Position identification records
_ _ _
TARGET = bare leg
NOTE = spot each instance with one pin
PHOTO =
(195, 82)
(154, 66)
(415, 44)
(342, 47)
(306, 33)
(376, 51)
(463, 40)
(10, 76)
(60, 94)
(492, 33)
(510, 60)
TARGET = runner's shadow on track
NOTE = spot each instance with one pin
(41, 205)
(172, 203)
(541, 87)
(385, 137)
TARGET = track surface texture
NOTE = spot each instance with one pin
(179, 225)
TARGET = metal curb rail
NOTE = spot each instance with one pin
_ _ _
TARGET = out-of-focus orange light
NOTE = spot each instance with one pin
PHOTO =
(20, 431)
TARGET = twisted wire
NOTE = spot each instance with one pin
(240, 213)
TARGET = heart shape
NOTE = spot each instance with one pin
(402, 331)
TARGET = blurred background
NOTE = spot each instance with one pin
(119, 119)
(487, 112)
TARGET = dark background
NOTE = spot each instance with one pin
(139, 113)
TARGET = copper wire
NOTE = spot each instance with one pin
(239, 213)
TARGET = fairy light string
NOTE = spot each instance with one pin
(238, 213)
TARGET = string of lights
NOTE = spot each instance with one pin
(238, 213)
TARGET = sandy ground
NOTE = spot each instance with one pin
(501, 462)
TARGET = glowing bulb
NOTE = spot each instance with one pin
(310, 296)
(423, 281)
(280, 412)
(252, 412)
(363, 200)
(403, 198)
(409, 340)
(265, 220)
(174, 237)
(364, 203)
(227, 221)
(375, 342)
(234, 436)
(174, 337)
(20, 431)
_ _ _
- **Given task**
Report every line of the material that contains the word "track", copying each such line in full.

- **Exercise solution**
TARGET = runner's shadow on track
TARGET = track surface texture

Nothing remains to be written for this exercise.